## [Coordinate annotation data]
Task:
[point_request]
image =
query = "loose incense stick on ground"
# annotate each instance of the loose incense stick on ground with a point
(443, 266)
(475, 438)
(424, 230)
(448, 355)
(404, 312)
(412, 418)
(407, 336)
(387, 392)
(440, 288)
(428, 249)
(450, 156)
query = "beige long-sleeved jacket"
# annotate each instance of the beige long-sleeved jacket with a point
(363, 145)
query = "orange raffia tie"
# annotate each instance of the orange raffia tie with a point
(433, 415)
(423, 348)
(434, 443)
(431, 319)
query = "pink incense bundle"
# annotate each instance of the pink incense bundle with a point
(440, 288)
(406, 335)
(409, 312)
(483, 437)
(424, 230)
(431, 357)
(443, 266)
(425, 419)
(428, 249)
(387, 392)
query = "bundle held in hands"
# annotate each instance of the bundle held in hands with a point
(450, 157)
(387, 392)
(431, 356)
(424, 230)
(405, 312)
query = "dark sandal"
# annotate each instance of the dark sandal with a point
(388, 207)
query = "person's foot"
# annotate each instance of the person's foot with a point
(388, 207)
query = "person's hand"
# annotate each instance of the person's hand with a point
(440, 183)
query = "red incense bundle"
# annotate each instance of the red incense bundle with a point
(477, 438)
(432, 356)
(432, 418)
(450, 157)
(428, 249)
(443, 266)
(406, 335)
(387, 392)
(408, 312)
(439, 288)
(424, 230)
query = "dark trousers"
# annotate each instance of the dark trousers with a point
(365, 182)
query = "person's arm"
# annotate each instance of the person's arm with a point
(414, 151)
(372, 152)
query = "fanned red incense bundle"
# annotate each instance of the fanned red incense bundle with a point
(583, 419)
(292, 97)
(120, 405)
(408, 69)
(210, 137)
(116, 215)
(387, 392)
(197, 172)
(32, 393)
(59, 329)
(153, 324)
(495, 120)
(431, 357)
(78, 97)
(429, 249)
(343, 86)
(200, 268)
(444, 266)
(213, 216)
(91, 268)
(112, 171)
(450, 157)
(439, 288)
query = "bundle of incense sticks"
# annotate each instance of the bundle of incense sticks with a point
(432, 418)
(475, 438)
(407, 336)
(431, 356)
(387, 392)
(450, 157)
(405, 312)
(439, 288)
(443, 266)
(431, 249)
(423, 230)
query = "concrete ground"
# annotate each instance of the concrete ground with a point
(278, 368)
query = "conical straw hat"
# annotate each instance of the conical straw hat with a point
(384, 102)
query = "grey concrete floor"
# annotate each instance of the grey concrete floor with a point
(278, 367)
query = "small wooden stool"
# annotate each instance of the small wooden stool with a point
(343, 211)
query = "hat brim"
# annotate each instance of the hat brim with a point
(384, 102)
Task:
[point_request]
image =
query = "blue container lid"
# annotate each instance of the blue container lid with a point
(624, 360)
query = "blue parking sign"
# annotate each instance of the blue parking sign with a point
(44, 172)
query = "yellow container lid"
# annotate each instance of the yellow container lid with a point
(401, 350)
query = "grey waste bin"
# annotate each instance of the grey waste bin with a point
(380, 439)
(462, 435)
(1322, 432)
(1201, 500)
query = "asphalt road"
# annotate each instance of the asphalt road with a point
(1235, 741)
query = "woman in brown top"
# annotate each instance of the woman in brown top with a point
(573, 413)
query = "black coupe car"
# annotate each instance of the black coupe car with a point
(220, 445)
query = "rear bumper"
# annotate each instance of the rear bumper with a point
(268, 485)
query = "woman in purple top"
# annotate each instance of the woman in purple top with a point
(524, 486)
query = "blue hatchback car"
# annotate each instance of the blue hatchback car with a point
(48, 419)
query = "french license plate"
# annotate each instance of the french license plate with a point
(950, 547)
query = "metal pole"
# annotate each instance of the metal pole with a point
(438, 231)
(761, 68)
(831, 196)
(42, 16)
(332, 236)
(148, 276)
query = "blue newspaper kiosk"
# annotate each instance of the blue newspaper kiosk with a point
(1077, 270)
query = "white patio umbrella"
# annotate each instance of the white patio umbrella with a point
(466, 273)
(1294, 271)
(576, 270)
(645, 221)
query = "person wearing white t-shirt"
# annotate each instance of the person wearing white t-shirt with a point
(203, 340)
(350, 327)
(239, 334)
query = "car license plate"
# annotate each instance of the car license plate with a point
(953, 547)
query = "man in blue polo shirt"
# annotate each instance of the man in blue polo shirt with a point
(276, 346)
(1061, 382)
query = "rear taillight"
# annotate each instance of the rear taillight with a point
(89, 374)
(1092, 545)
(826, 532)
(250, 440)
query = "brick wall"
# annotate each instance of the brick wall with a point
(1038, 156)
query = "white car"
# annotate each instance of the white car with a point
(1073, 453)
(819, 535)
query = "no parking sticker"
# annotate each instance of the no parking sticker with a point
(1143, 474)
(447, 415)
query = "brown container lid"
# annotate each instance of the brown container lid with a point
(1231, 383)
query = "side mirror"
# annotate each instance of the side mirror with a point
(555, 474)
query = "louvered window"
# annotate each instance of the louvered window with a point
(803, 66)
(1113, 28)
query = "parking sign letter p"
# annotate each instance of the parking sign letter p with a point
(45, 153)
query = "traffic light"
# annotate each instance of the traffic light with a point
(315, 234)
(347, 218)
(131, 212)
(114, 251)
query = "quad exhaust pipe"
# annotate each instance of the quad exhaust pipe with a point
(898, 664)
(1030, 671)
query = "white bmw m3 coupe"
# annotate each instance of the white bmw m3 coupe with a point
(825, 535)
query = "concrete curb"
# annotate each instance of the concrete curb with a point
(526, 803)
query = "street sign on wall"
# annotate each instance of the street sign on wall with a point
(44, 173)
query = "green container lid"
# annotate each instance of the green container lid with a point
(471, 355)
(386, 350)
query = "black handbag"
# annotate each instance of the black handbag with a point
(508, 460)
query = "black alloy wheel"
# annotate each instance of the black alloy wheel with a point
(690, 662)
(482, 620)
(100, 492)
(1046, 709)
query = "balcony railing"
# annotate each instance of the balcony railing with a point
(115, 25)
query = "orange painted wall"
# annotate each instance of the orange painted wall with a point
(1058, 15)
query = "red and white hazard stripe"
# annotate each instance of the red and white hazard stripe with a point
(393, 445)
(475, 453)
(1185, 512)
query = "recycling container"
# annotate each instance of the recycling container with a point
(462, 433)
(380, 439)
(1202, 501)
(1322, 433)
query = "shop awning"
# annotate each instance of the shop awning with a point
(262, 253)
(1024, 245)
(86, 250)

## [What the exercise asks]
Identify every line in the data above that contains the word "brim", and copy each of those lines out in full. Case counts.

## [Task answer]
query = "hat brim"
# annotate each instance of the hat brim with a point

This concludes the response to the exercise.